### Written instruction 1
From the records below, pick out and copy each line that contains the string "slash". Case counts.
::: Page excerpt :::
Climate Savers Computing Initiative

Last updated

The Climate Savers Computing Initiative was a nonprofit group of consumers, businesses and conservation organizations dedicated to promoting smart technologies that improve power efficiency and reduce energy consumption of computers. Formed in 2007, it was based in Portland, Oregon. [1] In July 2012, Climate Savers Computing Initiative combined with The Green Grid and its programs continue within that organization.

Contents

Participating manufacturers committed to producing products that meet specified power-efficiency targets, and members committed to purchasing power-efficient computing products.

By 2010, the initiative sought to reduce energy consumption by computers by 50 percent and reduce global CO2 emissions from the operation of computers by 54 million tons a year. [2]

Goal

The goal of the new environmental effort was to save energy and reduce greenhouse gas emissions by setting targets for energy-efficient computers and components, and promoting the adoption of energy-efficient computers and power management tools globally.

The typical desktop PC wastes more than half of the power it draws from a power outlet. [3] Servers typically waste 30-40% of the power they consume. This energy is wasted as heat. As a result, offices, homes, and data centers have increased demands on air conditioning which in turn increases energy requirements and associated costs.
::: Data shown :::
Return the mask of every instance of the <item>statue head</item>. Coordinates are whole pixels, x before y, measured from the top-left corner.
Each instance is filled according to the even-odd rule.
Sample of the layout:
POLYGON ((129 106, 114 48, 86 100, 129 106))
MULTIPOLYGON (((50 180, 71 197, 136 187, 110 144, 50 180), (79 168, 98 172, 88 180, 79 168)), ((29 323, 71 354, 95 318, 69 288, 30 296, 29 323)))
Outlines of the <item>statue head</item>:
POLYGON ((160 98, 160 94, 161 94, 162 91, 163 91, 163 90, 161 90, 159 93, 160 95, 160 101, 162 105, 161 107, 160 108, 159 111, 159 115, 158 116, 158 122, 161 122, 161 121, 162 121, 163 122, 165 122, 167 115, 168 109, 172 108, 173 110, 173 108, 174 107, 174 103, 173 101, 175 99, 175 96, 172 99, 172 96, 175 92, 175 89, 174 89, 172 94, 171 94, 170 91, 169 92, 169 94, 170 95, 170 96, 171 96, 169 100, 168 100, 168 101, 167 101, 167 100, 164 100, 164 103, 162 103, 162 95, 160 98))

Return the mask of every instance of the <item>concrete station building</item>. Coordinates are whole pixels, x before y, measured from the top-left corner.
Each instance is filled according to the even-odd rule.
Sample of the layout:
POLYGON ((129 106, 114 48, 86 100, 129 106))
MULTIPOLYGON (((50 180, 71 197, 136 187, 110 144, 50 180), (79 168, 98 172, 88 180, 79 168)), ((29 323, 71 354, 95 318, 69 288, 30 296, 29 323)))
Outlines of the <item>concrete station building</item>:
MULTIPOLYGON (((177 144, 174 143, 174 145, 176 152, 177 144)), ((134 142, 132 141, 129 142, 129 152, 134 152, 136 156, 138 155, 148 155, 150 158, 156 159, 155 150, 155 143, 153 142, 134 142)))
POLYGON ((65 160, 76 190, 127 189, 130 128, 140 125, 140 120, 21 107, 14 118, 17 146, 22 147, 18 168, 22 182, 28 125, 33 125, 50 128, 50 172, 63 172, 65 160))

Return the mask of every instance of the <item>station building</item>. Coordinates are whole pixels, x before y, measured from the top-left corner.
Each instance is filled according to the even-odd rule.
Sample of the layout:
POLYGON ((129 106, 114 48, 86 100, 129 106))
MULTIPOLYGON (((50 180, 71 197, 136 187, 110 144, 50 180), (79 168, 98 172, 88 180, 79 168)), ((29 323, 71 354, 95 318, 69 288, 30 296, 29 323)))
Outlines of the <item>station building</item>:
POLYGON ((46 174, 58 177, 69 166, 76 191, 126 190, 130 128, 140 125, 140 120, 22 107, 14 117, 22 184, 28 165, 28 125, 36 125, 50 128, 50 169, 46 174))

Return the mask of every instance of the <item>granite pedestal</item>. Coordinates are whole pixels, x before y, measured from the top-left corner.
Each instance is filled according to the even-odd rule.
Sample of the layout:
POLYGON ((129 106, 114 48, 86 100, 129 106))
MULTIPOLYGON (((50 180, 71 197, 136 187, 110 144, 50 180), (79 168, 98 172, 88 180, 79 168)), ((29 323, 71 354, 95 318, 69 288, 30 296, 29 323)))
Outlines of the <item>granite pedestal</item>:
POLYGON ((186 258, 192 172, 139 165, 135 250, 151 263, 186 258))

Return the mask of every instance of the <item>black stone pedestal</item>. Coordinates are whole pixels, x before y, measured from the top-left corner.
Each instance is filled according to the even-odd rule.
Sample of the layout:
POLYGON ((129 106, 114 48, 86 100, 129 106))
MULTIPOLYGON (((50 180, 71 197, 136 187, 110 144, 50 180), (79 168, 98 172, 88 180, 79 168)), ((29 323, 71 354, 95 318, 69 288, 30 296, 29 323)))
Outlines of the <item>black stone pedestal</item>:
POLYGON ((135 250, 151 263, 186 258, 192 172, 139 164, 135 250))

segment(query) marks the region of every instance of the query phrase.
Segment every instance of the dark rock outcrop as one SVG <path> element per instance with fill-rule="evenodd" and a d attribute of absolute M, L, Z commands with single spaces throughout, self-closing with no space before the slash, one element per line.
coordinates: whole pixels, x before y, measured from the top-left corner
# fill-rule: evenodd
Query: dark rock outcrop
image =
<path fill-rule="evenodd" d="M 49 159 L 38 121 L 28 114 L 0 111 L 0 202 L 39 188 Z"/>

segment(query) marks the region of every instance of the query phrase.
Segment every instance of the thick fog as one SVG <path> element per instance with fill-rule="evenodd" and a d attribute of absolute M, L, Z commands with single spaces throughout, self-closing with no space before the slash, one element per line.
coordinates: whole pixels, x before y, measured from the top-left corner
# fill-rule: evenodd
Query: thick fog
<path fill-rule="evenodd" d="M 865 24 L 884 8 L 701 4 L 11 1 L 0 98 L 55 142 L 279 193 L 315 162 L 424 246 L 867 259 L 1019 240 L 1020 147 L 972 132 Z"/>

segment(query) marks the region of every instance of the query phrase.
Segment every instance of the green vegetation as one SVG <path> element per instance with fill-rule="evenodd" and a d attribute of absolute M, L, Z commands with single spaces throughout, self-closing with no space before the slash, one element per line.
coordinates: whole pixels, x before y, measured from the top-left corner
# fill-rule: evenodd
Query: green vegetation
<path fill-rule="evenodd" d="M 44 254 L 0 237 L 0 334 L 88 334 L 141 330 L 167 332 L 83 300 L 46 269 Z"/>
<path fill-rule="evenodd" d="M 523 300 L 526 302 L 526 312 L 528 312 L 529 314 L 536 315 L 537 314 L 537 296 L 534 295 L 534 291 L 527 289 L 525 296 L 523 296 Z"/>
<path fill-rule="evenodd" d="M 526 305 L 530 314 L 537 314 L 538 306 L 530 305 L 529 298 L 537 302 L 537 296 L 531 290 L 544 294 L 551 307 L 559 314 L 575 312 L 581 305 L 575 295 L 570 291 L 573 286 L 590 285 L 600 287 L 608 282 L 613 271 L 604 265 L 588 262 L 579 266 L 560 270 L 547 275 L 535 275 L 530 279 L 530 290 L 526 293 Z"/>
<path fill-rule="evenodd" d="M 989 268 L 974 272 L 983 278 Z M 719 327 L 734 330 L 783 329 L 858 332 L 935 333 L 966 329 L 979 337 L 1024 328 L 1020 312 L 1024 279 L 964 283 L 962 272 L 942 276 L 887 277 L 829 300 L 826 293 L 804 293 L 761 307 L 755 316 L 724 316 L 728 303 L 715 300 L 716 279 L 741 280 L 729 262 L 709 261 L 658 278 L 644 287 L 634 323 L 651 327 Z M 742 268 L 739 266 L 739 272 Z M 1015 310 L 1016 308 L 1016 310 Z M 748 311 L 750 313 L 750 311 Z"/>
:::
### Written instruction 2
Take the page on the Climate Savers Computing Initiative above further, starting right after its last sentence.

### Expected answer 1
Segment every instance of the dark rock outcrop as one SVG <path> element per instance with fill-rule="evenodd" and a d attribute of absolute M, L, Z commands with single spaces throughout, self-closing with no space before the slash, one element per line.
Segment every instance of the thick fog as one SVG <path> element per instance with fill-rule="evenodd" and a d attribute of absolute M, L, Z commands with single spaces throughout, self-closing with no space before the slash, one element per line.
Segment every instance of the green vegetation as one SVG <path> element per instance with fill-rule="evenodd" and a d attribute of absolute M, L, Z commands with single spaces throughout, self-closing with no space before the slash, one element per line.

### Expected answer 2
By increasing the effectiveness of power-management features in computers as well as implementing these features and aggressive power-management policies, the average business desktop can save 60% of the electricity consumed, with no compromise to productivity. These results combat climate change and cut costs. With individual member and company participation, this effort worked toward a 50% reduction in power consumption by computers by 2010, and committed participants aimed to collectively save $5.5 billion in energy costs and 54 million tons of CO2 emissions a year. [3] That would be the equivalent of taking 11 million cars off the road every year.

Participants in the Climate Savers Computing Initiative represented both the demand and supply side of the computer industry, including computer manufacturers and chip makers, as well as environmental groups, energy companies, retailers, government agencies and more. Supporters of the initiative included Intel Corporation, Google, Dell, EDS, the United States Environmental Protection Agency (EPA), Hewlett-Packard, Lenovo, Microsoft, Pacific Gas and Electric Company (PG&E), World Wildlife Fund and others.

Specifications

The Climate Savers Computing Initiative operated in a manner similar to the U.S. Government's Energy Star program. It was intended to promote both the deployment of existing technologies and investment in new energy-efficiency technologies. The Energy Star 4.0 standard for desktops, laptops, and workstations, which took effect in July 2007, requires power supplies to be at least 80 percent efficient for most of their load range. In addition, it puts limits on the energy used by devices when inactive and requires systems to be shipped with power management features enabled.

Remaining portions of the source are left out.